> _Supplied entries_:
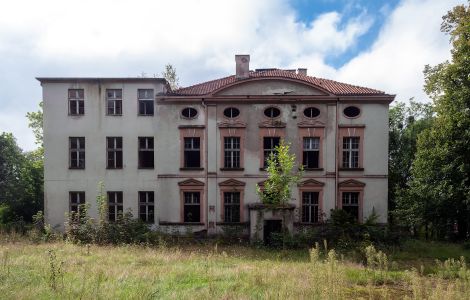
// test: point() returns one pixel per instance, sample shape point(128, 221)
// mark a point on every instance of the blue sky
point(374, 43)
* * *
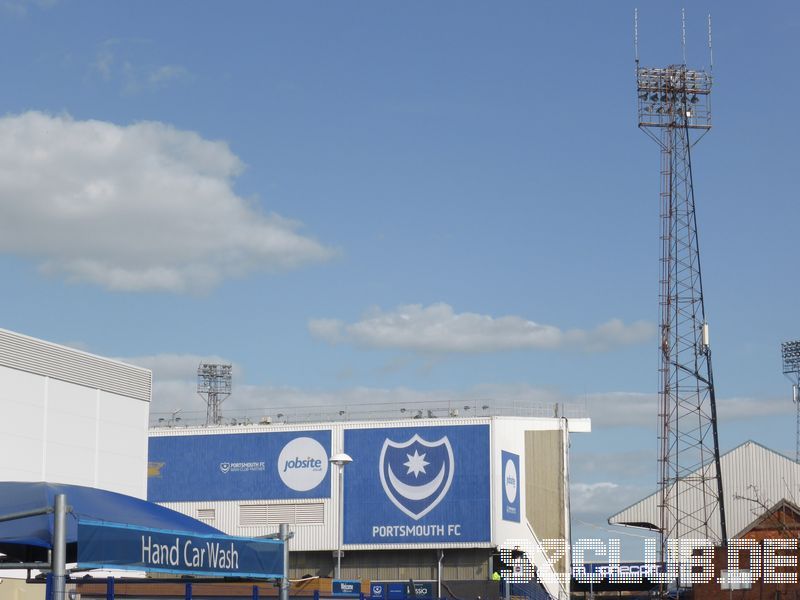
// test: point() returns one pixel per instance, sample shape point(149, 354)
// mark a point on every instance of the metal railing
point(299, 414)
==
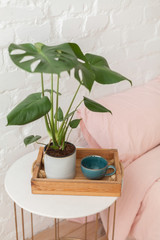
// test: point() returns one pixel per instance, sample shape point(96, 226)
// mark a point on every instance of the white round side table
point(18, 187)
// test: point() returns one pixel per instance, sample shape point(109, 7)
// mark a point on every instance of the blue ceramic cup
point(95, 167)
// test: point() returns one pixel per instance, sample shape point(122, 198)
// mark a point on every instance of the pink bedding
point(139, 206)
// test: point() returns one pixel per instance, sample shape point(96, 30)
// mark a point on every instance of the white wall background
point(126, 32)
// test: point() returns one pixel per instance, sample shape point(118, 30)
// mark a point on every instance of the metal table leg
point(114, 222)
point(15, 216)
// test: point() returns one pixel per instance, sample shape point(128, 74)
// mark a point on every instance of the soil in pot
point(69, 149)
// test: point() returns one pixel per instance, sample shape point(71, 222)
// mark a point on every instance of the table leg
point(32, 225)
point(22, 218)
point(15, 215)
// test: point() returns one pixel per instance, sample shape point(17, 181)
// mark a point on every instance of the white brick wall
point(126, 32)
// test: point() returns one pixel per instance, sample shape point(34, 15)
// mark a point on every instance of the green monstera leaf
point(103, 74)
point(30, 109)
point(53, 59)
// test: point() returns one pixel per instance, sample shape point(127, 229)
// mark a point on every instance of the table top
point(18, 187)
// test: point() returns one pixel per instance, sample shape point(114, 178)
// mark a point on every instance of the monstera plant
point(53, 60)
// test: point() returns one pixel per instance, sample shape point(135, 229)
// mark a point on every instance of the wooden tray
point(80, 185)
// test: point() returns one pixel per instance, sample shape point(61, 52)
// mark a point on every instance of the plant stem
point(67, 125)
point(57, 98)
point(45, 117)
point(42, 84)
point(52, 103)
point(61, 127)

> _Exercise brief_: Starting at the line that has "shape point(96, 226)" in the records above, restate word for word every line until the one that has "shape point(61, 52)", and include that one as well.

> _Exercise solution_:
// test: point() returns one pixel per instance, sample shape point(96, 226)
// mark a point on every instance of the white round side table
point(18, 187)
// test: point() returns one pixel per instance, sample shape point(109, 7)
// mark a point on every instance of the blue ceramic cup
point(95, 167)
// test: point() returns one pixel per instance, sample shape point(122, 198)
// mark a point on every instance of the pink bedding
point(139, 206)
// test: point() returns one pixel per instance, sample shape point(96, 30)
// mark a point on every instance of the white wall background
point(126, 32)
// test: point() returns one pixel per instance, sample shape point(118, 30)
// mark a point on every instance of the metal table leg
point(114, 222)
point(15, 216)
// test: point() returns one pixel per instance, sample shape point(128, 74)
// mark a point on every instance of the soil in pot
point(69, 149)
// test: point() returns one pixel per instance, sample shape point(71, 222)
// mark a point on every instance of the table leg
point(32, 225)
point(22, 218)
point(15, 215)
// test: point() returns one pixel per instance, sample shape point(17, 181)
// mark a point on every instance of the white brick wall
point(126, 32)
// test: point() returns one pixel per instance, sample shape point(34, 15)
// mark a point on every instance of the green monstera leaf
point(103, 74)
point(30, 109)
point(53, 59)
// test: point() returns one pixel per instance, sample shape point(127, 229)
// mark a point on every instance of the table top
point(18, 187)
// test: point() returns one pixel per instance, sample shape point(114, 178)
// mark a point on every instance of the monstera plant
point(53, 60)
// test: point() returns one pixel per instance, sample shape point(135, 229)
// mark a point on every instance of the wooden tray
point(80, 185)
// test: point() returns one pixel per instance, sample shape point(61, 52)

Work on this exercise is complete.